───── MATERIAL FOR THIS TASK
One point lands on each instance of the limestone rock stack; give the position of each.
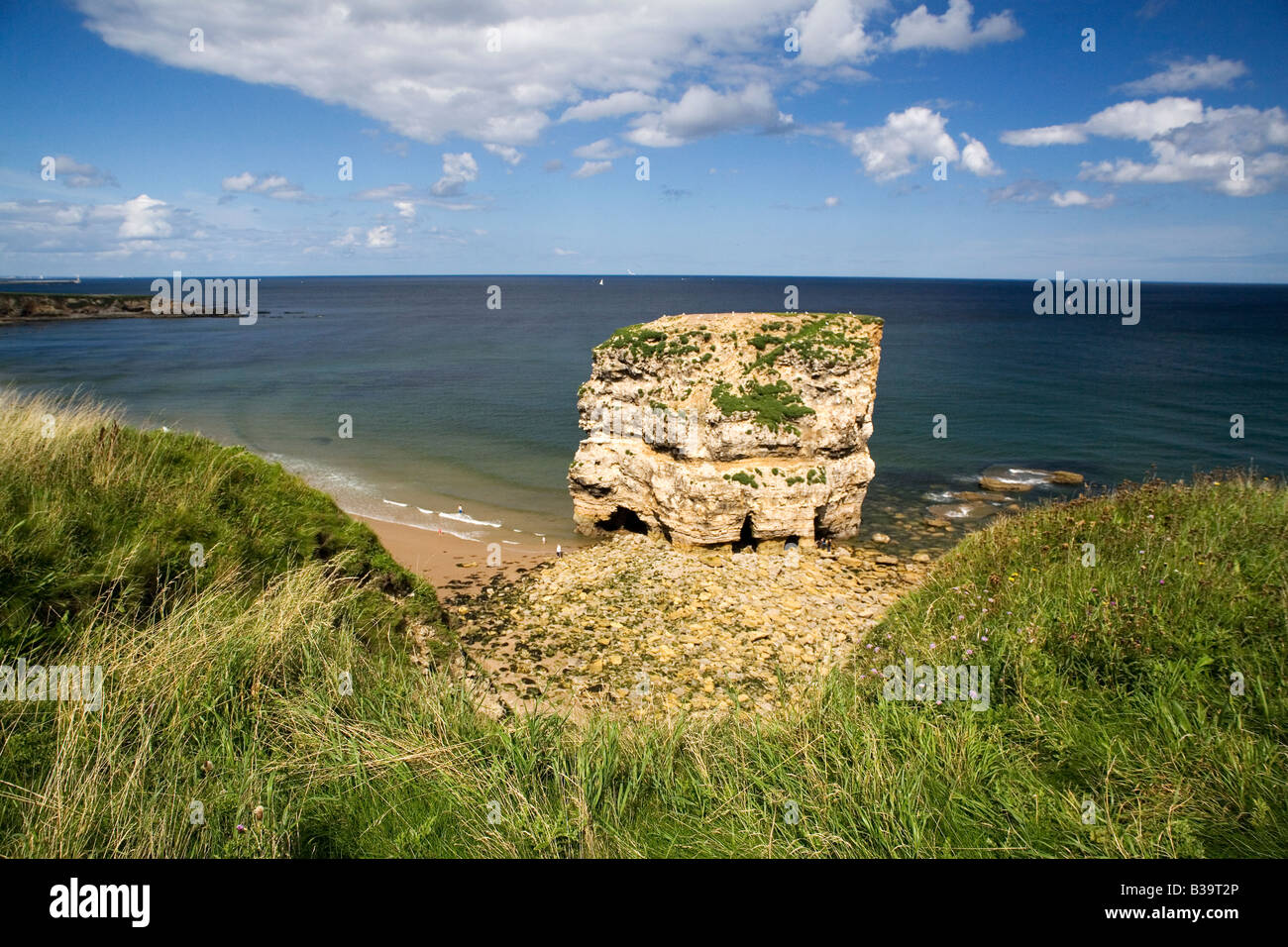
(729, 427)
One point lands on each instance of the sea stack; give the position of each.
(724, 428)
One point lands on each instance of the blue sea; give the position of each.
(455, 403)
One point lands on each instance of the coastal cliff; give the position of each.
(722, 428)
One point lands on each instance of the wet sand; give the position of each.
(452, 565)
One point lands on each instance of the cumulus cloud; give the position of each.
(425, 71)
(459, 170)
(1076, 198)
(603, 150)
(1186, 75)
(702, 112)
(1024, 191)
(1235, 151)
(1137, 119)
(975, 158)
(73, 172)
(610, 106)
(832, 31)
(143, 218)
(270, 185)
(589, 169)
(912, 137)
(509, 154)
(380, 237)
(953, 30)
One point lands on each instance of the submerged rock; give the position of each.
(728, 428)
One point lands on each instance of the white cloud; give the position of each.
(1076, 198)
(381, 237)
(425, 72)
(73, 172)
(1210, 151)
(702, 111)
(922, 30)
(589, 169)
(1137, 119)
(509, 154)
(1185, 75)
(603, 150)
(1047, 134)
(270, 185)
(459, 169)
(424, 69)
(914, 136)
(832, 31)
(1231, 150)
(975, 158)
(143, 218)
(612, 106)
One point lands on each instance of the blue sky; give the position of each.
(522, 158)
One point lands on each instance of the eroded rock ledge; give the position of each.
(725, 428)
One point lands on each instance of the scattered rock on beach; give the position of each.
(638, 626)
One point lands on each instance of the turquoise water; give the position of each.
(455, 403)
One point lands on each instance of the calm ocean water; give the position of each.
(458, 403)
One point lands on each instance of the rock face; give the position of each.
(729, 428)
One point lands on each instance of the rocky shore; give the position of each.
(639, 626)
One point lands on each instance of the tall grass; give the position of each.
(1108, 685)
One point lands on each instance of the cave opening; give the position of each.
(623, 518)
(819, 532)
(746, 538)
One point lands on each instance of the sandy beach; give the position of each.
(454, 565)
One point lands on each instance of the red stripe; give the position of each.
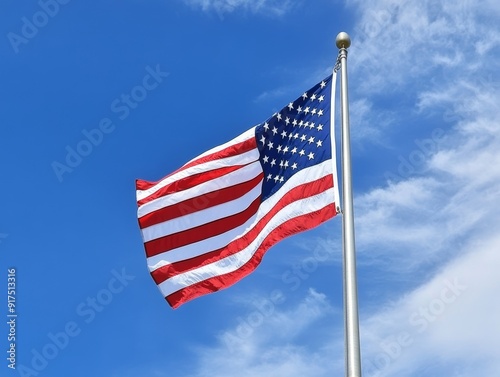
(297, 224)
(232, 150)
(189, 182)
(196, 234)
(300, 192)
(199, 203)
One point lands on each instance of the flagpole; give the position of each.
(351, 318)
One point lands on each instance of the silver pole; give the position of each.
(351, 320)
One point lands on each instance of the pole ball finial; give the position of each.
(343, 40)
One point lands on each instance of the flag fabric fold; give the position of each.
(208, 224)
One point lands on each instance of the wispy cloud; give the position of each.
(221, 7)
(273, 349)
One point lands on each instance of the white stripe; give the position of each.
(238, 139)
(240, 159)
(241, 175)
(202, 217)
(333, 138)
(201, 247)
(214, 243)
(236, 261)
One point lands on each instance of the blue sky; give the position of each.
(138, 88)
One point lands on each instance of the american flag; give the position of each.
(208, 224)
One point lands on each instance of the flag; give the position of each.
(208, 224)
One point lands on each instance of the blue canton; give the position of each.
(296, 137)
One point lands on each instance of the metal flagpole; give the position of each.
(351, 320)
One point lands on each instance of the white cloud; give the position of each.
(270, 349)
(221, 7)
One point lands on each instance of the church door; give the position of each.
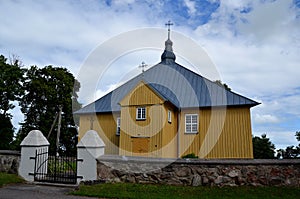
(140, 146)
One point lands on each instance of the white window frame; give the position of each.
(118, 126)
(169, 116)
(141, 113)
(189, 126)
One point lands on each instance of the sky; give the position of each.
(254, 45)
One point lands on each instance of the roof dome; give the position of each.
(168, 55)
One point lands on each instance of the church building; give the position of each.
(169, 111)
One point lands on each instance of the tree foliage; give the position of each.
(263, 148)
(11, 89)
(6, 132)
(47, 89)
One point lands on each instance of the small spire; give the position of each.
(168, 55)
(169, 24)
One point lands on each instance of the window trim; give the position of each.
(139, 110)
(118, 126)
(191, 123)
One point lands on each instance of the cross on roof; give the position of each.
(169, 24)
(143, 66)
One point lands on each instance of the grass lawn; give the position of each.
(6, 178)
(126, 190)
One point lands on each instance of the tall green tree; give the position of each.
(11, 89)
(263, 148)
(6, 132)
(46, 89)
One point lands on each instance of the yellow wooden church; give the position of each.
(169, 111)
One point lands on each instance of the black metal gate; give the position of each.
(55, 169)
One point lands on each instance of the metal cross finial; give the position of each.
(143, 66)
(169, 24)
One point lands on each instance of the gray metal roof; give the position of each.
(176, 84)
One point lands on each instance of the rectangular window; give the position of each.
(141, 113)
(191, 123)
(118, 126)
(169, 116)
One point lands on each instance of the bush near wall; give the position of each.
(9, 161)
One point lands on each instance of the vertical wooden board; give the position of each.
(140, 145)
(106, 126)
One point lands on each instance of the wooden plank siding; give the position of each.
(161, 133)
(223, 133)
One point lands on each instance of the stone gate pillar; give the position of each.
(35, 140)
(89, 148)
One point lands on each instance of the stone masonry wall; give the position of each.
(9, 161)
(196, 172)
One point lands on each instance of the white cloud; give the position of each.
(281, 139)
(191, 6)
(267, 118)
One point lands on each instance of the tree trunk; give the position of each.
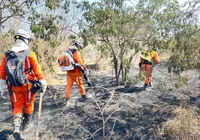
──────────
**TASK OBJECTIVE**. Copy only this, please: the line with "One point lands on each instance of the bush" and every line after it through the end of the data, with no pictures.

**SOLUTION TO THIS EXERCISE**.
One point lands on each instance of the bush near wall; give the position of each.
(9, 161)
One point lands on each instance of the vertical wooden board; give the position of each.
(140, 145)
(106, 126)
One point lands on each instance of the wooden plank siding; give the position of each.
(161, 133)
(223, 133)
One point lands on each instance of the stone gate pillar; give the position of each.
(35, 140)
(89, 148)
One point lands on each instance of the stone masonry wall; give the position of each.
(9, 161)
(196, 172)
One point lands on each instance of the white cloud; give the position of each.
(281, 139)
(191, 6)
(267, 118)
One point lands on each instance of the tree trunk; give the position of each.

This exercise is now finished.